## Do this
Rewrite the data below, swapping "nose landing gear" for "front landing gear" and leaving everything else unchanged.

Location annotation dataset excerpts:

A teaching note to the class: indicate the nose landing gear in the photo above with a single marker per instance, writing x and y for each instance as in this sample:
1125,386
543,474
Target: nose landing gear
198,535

## Exercise answer
A teaching note to the class: indicate the front landing gear in the photo above with a single marker per instance, writing x and y for each instance as in this sample:
1125,386
543,474
Target: front landing gear
198,535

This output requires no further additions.